* [TASK PROMPT]: Convert the lines below into a JSON array of strings, one string per line, omitting blank lines.

====

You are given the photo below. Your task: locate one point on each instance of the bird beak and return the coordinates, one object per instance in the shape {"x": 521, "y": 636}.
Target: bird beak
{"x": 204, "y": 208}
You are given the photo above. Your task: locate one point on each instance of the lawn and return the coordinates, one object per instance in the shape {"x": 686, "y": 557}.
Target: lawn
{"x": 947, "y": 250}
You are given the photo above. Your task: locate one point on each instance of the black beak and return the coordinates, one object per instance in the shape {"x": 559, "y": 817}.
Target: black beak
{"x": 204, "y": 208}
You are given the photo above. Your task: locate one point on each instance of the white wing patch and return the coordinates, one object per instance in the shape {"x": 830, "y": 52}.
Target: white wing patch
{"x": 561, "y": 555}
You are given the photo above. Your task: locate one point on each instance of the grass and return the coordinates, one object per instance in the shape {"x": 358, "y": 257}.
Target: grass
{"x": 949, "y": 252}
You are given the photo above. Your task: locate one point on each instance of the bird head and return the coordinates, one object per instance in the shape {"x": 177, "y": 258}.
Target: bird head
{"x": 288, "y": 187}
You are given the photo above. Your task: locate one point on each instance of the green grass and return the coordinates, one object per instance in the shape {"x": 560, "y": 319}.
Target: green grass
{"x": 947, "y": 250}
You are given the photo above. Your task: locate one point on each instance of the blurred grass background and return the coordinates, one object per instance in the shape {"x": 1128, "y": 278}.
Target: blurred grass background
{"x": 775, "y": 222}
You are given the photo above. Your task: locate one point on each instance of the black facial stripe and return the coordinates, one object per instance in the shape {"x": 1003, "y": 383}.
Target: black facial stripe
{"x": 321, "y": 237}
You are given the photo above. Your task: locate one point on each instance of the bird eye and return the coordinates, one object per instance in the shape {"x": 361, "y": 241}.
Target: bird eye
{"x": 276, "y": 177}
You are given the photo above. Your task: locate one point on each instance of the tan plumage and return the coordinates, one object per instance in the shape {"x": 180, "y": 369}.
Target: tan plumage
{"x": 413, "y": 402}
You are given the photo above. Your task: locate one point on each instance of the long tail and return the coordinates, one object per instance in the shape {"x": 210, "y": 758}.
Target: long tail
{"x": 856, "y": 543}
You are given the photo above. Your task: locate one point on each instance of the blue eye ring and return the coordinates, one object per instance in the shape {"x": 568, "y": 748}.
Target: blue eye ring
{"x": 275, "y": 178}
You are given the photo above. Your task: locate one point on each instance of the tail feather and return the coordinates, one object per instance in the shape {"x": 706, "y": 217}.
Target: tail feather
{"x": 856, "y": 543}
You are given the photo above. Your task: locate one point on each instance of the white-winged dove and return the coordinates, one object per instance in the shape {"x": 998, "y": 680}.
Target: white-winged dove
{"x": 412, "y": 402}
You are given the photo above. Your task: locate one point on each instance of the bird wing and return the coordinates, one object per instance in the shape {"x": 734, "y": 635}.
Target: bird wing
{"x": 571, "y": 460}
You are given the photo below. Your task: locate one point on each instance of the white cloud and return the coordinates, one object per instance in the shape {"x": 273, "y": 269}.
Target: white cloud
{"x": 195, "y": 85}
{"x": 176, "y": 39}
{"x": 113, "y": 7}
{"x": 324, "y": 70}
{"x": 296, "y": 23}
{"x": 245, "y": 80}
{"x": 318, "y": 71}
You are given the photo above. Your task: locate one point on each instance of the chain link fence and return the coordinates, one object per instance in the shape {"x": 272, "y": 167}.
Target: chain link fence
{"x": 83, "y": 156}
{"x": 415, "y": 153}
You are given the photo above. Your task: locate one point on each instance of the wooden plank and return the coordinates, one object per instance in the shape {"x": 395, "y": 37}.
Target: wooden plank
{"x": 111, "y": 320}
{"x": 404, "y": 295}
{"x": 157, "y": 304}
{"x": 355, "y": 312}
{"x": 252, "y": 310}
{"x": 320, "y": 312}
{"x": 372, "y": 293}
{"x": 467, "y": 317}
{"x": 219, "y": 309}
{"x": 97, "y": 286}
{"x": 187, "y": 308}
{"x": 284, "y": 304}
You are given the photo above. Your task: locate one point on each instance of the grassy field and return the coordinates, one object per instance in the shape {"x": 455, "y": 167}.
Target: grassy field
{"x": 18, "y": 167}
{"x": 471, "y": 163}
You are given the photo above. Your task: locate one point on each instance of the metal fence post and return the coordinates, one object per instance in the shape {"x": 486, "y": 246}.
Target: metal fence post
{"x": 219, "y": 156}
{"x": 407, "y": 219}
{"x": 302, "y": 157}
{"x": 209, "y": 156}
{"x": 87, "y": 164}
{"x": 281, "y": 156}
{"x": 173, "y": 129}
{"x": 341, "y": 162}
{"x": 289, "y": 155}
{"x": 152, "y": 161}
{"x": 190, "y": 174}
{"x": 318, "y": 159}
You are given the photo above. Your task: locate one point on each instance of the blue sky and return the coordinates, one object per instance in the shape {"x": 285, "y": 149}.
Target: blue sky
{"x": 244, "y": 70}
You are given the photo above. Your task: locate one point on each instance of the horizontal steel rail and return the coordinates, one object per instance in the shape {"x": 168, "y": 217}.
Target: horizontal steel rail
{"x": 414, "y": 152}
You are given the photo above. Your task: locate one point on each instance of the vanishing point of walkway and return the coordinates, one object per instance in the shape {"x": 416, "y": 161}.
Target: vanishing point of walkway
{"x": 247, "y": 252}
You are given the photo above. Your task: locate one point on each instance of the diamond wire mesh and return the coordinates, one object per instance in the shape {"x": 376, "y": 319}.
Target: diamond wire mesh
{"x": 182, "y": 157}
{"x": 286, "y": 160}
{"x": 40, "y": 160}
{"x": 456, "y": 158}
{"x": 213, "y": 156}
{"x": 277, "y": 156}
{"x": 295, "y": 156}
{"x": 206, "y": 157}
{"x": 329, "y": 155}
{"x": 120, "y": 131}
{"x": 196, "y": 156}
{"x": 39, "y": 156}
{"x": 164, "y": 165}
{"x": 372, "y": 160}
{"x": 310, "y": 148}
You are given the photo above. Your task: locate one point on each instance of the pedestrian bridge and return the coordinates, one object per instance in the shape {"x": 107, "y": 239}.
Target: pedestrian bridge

====

* [REPLY TO THE TASK]:
[
  "You are given the photo below. Your task: locate one point on each instance of the bird beak and return the coordinates, one object per instance in the shape {\"x\": 521, \"y\": 636}.",
  "Target: bird beak",
  "{\"x\": 204, \"y\": 208}",
  "You are given the photo above. Your task: locate one point on each instance of the lawn and return the coordinates, one object per instance in the shape {\"x\": 686, \"y\": 557}.",
  "Target: lawn",
  "{\"x\": 947, \"y\": 250}",
  "You are given the photo above. Your task: locate one point on each instance of the black beak and return the coordinates, one object per instance in the shape {\"x\": 559, \"y\": 817}.",
  "Target: black beak",
  "{\"x\": 204, \"y\": 208}",
  "You are given the photo above. Your task: locate one point on each instance of the white wing patch and return the coordinates, one object per instance in the shape {\"x\": 830, \"y\": 52}.",
  "Target: white wing patch",
  "{\"x\": 561, \"y\": 555}",
  "You are given the photo above. Your task: locate one point on each instance of the grass and return the coordinates, one object per instance in the shape {\"x\": 358, \"y\": 257}.",
  "Target: grass",
  "{\"x\": 949, \"y\": 252}",
  "You are given the photo above. Your task: locate one point on each instance of the bird head and return the coordinates, one object per instance in the shape {\"x\": 177, \"y\": 258}.",
  "Target: bird head",
  "{\"x\": 288, \"y\": 187}",
  "You are given the photo above. Your task: locate one point on each instance of the green grass and return the coordinates, one object per instance in the shape {\"x\": 560, \"y\": 319}.",
  "Target: green grass",
  "{\"x\": 947, \"y\": 250}",
  "You are given the photo above. Your task: locate one point on each instance of the blurred grass background and return the coordinates, one object per instance in the shape {\"x\": 1128, \"y\": 278}.",
  "Target: blurred grass background",
  "{\"x\": 775, \"y\": 222}",
  "You are given the photo above. Your task: locate one point on each instance of the black facial stripe and return the coordinates, one object per instance in the shape {\"x\": 1003, \"y\": 383}.",
  "Target: black facial stripe",
  "{\"x\": 321, \"y\": 237}",
  "You are given the photo above. Your task: locate one point on each instance of the bird eye and return the coordinates, one object per instance in the shape {\"x\": 361, \"y\": 241}.",
  "Target: bird eye",
  "{\"x\": 276, \"y\": 177}",
  "You are given the photo above. Your task: locate one point on each instance of the tan plumage and return the coordinates, one object per instance in the shape {\"x\": 180, \"y\": 369}.",
  "Target: tan plumage",
  "{\"x\": 413, \"y\": 402}",
  "You are given the photo above. Your task: locate one point on each instance of the long tail and return the coordinates, one object per instance in the shape {\"x\": 210, \"y\": 758}.",
  "Target: long tail",
  "{\"x\": 856, \"y\": 543}",
  "You are given the photo above. Your task: locate one point on each instance of the blue eye ring and return the coordinates, one object per instance in the shape {\"x\": 568, \"y\": 748}.",
  "Target: blue eye ring",
  "{\"x\": 275, \"y\": 178}",
  "You are given the photo above. Your task: locate one point on each instance of the tail feather and return the coordinates, one object per instance in the shape {\"x\": 706, \"y\": 217}.",
  "Target: tail feather",
  "{\"x\": 856, \"y\": 543}",
  "You are given the photo above. Your task: locate one point on each instance of the white-winged dove and return the coordinates, one object per instance in the shape {\"x\": 998, \"y\": 680}.",
  "Target: white-winged dove",
  "{\"x\": 412, \"y\": 402}",
  "You are given the photo above. Your task: locate one point on each instance of the bird wing and return the coordinates, one object per instance in the shape {\"x\": 734, \"y\": 635}.",
  "Target: bird wing",
  "{\"x\": 571, \"y\": 460}",
  "You are given the photo below. Your task: locate one point on each instance of the white cloud and return the coordinates, one object per instance in the shape {\"x\": 273, \"y\": 269}.",
  "Target: white cloud",
  "{\"x\": 195, \"y\": 85}",
  "{\"x\": 176, \"y\": 39}",
  "{\"x\": 113, \"y\": 7}",
  "{\"x\": 324, \"y\": 70}",
  "{\"x\": 296, \"y\": 23}",
  "{\"x\": 245, \"y\": 80}",
  "{\"x\": 318, \"y\": 71}",
  "You are given the photo above. Your task: locate one point on each instance of the chain link fence and return the coordinates, one object per instance in the shape {\"x\": 272, \"y\": 167}.",
  "Target: chain link fence",
  "{\"x\": 83, \"y\": 156}",
  "{\"x\": 415, \"y\": 153}",
  "You are given the photo above. Your task: locate one point on each instance of the wooden plank and return the coordinates, one object per instance in the shape {\"x\": 395, \"y\": 37}.",
  "Target: wooden plank",
  "{\"x\": 111, \"y\": 320}",
  "{\"x\": 404, \"y\": 295}",
  "{\"x\": 157, \"y\": 304}",
  "{\"x\": 355, \"y\": 312}",
  "{\"x\": 252, \"y\": 310}",
  "{\"x\": 320, \"y\": 312}",
  "{\"x\": 372, \"y\": 293}",
  "{\"x\": 467, \"y\": 317}",
  "{\"x\": 219, \"y\": 309}",
  "{\"x\": 97, \"y\": 286}",
  "{\"x\": 187, \"y\": 308}",
  "{\"x\": 284, \"y\": 304}",
  "You are given the photo above. Your task: locate one point on each instance of the grassy field and return the coordinates, one object per instance in the shape {\"x\": 455, \"y\": 167}.",
  "Target: grassy field",
  "{\"x\": 18, \"y\": 167}",
  "{\"x\": 471, \"y\": 163}",
  "You are given the photo above. Your task: locate one point on each instance of the metal fence post and return the coordinates, one object per instance in the shape {\"x\": 486, \"y\": 246}.",
  "Target: metal fence post",
  "{\"x\": 219, \"y\": 156}",
  "{\"x\": 407, \"y\": 219}",
  "{\"x\": 302, \"y\": 157}",
  "{\"x\": 209, \"y\": 156}",
  "{\"x\": 87, \"y\": 164}",
  "{\"x\": 281, \"y\": 156}",
  "{\"x\": 173, \"y\": 129}",
  "{\"x\": 341, \"y\": 162}",
  "{\"x\": 289, \"y\": 155}",
  "{\"x\": 152, \"y\": 161}",
  "{\"x\": 190, \"y\": 174}",
  "{\"x\": 318, \"y\": 159}",
  "You are given the photo above. Your task: locate one point on each instance of the blue sky and return the coordinates, one object per instance in the shape {\"x\": 285, \"y\": 149}.",
  "Target: blue sky",
  "{\"x\": 244, \"y\": 70}",
  "You are given the photo above. Your task: locate one point on each instance of the horizontal steel rail and return the coordinates, one object per instance in the shape {\"x\": 168, \"y\": 217}.",
  "Target: horizontal steel rail",
  "{\"x\": 414, \"y\": 152}",
  "You are given the photo above. Your task: locate one point on each instance of the vanishing point of walkway and return the coordinates, one object per instance in the shape {\"x\": 416, \"y\": 161}.",
  "Target: vanishing point of walkway",
  "{\"x\": 247, \"y\": 252}",
  "You are given the photo above. Your task: locate one point on each instance of the diamond wire mesh and return the coordinates, one object per instance in the shape {\"x\": 376, \"y\": 319}.",
  "Target: diamond wire mesh",
  "{\"x\": 182, \"y\": 157}",
  "{\"x\": 286, \"y\": 160}",
  "{\"x\": 40, \"y\": 160}",
  "{\"x\": 456, \"y\": 158}",
  "{\"x\": 213, \"y\": 156}",
  "{\"x\": 277, \"y\": 156}",
  "{\"x\": 295, \"y\": 156}",
  "{\"x\": 206, \"y\": 157}",
  "{\"x\": 329, \"y\": 155}",
  "{\"x\": 120, \"y\": 131}",
  "{\"x\": 196, \"y\": 156}",
  "{\"x\": 39, \"y\": 156}",
  "{\"x\": 164, \"y\": 165}",
  "{\"x\": 372, \"y\": 160}",
  "{\"x\": 310, \"y\": 148}",
  "You are given the photo above. Your task: locate one point on each instance of the pedestrian bridge and return the coordinates, one object per instance in the shape {\"x\": 107, \"y\": 239}.",
  "Target: pedestrian bridge"
]